* BEGIN Text to read *

The Terror of 1936–8 still mystifies historians, because it seems so irrational, and profound disagreements amongst scholars over its origins and nature remain.
110
That Stalin should have ordered the arrest and executions of hundreds and thousands of party members and ordinary people, many of them perfectly loyal to Soviet power, and, moreover, precisely the educated experts and experienced officers he needed to help him win the approaching war, seems inexplicable.

Clearly, Stalin’s psychological peculiarities played an enormous role. He was deeply suspicious, and seems to have been willing to believe some of the extraordinary conspiracies he charged people with, even as he cynically concocted others. He was the figure who ordered the killings, and his thinking will always remain difficult to fathom. However, many, at all levels of the party and society, participated in the Terror, and these complex events make more sense if we also understand the radical, messianic aspects of Bolshevik culture, and its response to the threat of war. As in the late 1920s, the leadership claimed that the best way to counter the foreign threat was to purify the party, removing ‘enemies’ and ‘waverers’ from it, so it could then ‘remobilize’ a newly
militant society against the foreigner. But the fear of internal enemies was much greater than before, and the Terror was a much more controlled, less ‘inclusive’ campaign than the ‘Great Break’ of the late 1920s. Leaders did try to whip up the ‘masses’ against ‘enemies’, but the Terror was an organized series of arrests and executions, carried out in secret by the police.

The first signs of the search for ‘enemies’ within the party emerged in the aftermath of the murder of the Leningrad party leader, Sergei Kirov, on 1 December 1934. We still do not know for sure whether Stalin was involved, but whoever was responsible, Stalin sent the rising party official Nikolai Ezhov to investigate the murder, with a view to blaming it on the local secret police or his former opponent, Zinoviev. Lev Kamenev and Zinoviev were imprisoned and the case closed. Even so, Ezhov – partly because he had his own ambitions within the NKVD – continued to warn of the continuing dangers from the former oppositions, and by early 1936 Stalin allowed him to reopen the case of the Kirov murder.
111
In July 1936 Stalin and the Politburo issued a ‘Secret Letter’ to all party organizations, announcing that a grand conspiracy between Trotsky, Kamenev and Zinoviev had been discovered. It was this letter, and the subsequent show trial in August, that launched the first campaign in the ‘Great Terror’.

* END Text to read *
* BEGIN Raw data *

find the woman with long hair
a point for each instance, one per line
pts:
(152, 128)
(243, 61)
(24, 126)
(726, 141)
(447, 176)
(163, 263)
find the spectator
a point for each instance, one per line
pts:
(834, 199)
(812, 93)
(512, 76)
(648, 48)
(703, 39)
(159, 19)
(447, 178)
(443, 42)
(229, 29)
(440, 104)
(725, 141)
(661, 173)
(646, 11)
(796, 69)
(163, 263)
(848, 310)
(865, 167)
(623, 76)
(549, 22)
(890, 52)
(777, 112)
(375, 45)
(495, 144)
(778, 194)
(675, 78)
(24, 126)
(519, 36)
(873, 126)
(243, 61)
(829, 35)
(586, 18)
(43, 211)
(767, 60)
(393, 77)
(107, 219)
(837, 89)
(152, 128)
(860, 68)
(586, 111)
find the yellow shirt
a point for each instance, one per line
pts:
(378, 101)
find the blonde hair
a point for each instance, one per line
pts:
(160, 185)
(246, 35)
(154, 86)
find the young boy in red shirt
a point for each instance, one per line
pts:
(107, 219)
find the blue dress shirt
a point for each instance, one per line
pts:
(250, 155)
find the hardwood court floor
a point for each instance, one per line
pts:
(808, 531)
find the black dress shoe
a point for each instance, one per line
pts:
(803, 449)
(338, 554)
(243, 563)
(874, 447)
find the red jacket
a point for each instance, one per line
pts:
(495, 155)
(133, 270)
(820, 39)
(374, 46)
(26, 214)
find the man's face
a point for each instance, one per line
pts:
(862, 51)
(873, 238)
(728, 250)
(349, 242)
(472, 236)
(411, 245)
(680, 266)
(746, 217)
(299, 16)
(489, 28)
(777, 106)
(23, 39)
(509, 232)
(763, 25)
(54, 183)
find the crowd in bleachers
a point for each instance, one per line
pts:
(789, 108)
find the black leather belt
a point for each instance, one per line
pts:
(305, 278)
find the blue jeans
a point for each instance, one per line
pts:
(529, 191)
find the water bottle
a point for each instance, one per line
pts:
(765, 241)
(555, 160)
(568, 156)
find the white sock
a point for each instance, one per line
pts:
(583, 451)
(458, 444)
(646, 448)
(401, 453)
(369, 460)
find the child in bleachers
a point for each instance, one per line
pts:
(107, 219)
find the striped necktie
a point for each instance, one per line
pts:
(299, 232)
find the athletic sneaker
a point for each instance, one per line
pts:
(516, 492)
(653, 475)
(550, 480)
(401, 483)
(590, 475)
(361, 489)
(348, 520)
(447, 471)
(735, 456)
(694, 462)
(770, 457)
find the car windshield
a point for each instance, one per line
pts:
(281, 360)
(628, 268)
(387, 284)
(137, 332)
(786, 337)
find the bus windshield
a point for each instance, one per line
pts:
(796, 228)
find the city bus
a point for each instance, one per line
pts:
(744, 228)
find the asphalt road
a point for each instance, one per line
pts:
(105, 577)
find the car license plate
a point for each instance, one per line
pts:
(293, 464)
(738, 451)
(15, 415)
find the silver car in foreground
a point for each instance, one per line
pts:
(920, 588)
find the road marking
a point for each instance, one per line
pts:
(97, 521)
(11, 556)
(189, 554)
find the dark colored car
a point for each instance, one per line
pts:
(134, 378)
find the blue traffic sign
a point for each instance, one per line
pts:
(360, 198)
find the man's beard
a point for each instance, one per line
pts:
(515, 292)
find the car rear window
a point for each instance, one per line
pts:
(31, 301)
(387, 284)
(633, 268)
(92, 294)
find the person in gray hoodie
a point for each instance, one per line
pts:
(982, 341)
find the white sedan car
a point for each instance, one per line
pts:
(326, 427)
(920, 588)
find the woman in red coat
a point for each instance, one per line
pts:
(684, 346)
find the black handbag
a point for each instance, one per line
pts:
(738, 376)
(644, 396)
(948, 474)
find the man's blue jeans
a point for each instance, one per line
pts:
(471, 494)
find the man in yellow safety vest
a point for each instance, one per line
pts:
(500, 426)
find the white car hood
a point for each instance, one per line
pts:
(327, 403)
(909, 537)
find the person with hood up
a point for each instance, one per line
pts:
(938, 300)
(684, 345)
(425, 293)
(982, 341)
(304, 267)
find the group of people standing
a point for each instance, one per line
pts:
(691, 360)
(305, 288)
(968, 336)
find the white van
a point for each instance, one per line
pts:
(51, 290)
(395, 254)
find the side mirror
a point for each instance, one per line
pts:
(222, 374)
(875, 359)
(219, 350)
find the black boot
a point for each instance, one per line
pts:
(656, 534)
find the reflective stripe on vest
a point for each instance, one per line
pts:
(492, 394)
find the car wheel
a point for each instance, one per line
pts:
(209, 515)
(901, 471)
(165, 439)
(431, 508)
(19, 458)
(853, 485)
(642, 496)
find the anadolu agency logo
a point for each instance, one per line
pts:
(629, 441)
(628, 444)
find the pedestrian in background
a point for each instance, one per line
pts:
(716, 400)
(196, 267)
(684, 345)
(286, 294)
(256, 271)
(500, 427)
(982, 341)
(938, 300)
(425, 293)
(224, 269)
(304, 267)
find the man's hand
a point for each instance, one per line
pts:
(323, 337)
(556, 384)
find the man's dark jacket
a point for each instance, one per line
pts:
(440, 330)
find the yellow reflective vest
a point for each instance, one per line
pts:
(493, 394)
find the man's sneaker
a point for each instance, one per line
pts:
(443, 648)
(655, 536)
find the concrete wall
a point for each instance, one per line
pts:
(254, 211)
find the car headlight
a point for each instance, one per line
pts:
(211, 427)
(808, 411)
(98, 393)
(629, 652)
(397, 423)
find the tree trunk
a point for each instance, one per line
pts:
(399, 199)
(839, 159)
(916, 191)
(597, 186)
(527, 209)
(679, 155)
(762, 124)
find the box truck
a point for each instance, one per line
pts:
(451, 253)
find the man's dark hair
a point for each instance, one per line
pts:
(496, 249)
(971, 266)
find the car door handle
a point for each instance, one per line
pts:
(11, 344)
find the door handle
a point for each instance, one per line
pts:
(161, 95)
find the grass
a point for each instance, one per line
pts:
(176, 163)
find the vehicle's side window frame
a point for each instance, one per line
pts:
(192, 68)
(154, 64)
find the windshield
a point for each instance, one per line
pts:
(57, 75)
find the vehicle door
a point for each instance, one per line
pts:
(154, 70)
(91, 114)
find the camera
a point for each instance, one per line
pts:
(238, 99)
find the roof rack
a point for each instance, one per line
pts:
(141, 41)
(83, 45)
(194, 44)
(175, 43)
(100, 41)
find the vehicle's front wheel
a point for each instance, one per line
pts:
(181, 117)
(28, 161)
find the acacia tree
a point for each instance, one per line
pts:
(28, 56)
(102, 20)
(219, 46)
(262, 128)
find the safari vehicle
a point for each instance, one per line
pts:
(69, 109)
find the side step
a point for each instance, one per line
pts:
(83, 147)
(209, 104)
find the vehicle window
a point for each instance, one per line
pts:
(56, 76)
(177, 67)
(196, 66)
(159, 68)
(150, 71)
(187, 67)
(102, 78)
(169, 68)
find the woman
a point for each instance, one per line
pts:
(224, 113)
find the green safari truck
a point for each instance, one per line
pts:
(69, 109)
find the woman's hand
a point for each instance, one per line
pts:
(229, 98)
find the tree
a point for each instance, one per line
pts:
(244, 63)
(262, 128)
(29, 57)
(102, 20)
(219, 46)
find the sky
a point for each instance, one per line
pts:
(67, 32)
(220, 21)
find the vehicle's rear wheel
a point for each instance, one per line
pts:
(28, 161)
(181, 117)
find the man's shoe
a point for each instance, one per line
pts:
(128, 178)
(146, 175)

* END Raw data *

__What you will do__.
1. Answer these questions about the passage on the Terror of 1936–8:
(a) Whom did Stalin send to investigate Sergei Kirov's murder?
(b) According to the passage, who carried out the arrests and executions of the Terror, and how?
(c) In what month and year did Stalin and the Politburo issue the 'Secret Letter' to all party organizations?
2. Continue the passage on the Terror of 1936–8, starting right after its last sentence.

__Responses in order__.
1.
(a) Nikolai Ezhov
(b) The police carried them out in secret.
(c) July 1936

2.
We still do not know why Stalin let Ezhov off the leash when he did. It is most likely that he cynically smeared people he wanted to purge, but it is possible he believed in the conspiracies. Certainly the Stalinists commonly argued that any ideological doubts ‘objectively’ aided the enemy, and were therefore tantamount to a real crime. As Stalin declared in November 1937, anyone who ‘with his deeds or his thoughts – yes also with his thoughts – attacks the unity of the socialist state will be mercilessly destroyed by us’.
112
But whatever Stalin’s intentions, the search for ‘enemies’ was presented as part of a broader campaign to purify and mobilize the party, and this is how it was understood by party organizations.
113
And the leadership was especially concerned that this new party activism should reinvigorate the economy, for with Hitler in power in Germany, war was becoming more likely.

The first sign of serious efforts to galvanize the economy came in August 1935, when Alexei Stakhanov, a miner in the Donbass, dug 102 tons of coal in one shift, fourteen times the average. This kind of stunt had been staged before, but it was Stalin’s response that lent it enormous
significance. Stalin hailed Stakhanov’s achievement as a sign that the age of mobilization had returned. Workers were again capable of heroic feats; they were only being held back by conservative and bureaucratic technicians. Predictably, the ‘Stakhanovite movement’ soon acquired a strongly anti-elitist character. Whilst workers were given incentives to become Stakhanovites, the campaign was unpopular amongst managers and technicians, who had to reallocate resources so that the Stakhanovite brigades could achieve their records, whilst maintaining normal production in the rest of the factory. Naturally, they were the scapegoats when things went wrong, especially now that the party and secret police were again in the ascendant. As Kravchenko, one of those engineers tasked with staging a Stakhanovite event, recorded:

Engineers and administrators as a class were being denounced, day after day, for supposed ‘conservatism’, for ‘holding back’ the pace-setters… Our authority kept falling. Politics, flying the banner of efficiency, had the right of way. Communist and police officials had the final word against the engineer and the manager, even on purely technical problems.
114

It was therefore no surprise that the search for ‘enemies’ within the party soon led to the economic managers, accused of ‘wrecking’ the economy – especially as some of them had been closely associated with Trotsky in the past. The Shramms condemned by Gladkov in the 1920s were being attacked again. But they were not the only targets. The party was urged to search for anybody who showed signs of ‘bourgeois’ corruption, or who might not be activist and politically enthusiastic enough. It was not sufficient to be a ‘narrow-minded’ and ‘pragmatic’ official ‘blindly and mechanically’ obeying orders from above, as Stalin put it in 1938. Party officials were also, like Anka, blamed for lack of ‘vigilance’.

Given the broad definition of the ‘enemy’, it was very likely that the purge would spread throughout the party. Denunciations proliferated, and virtually any failing could be interpreted as a sign of hostile intent. Expulsion from the party followed, and then, in many cases, arrest by the NKVD, imprisonment and possibly execution.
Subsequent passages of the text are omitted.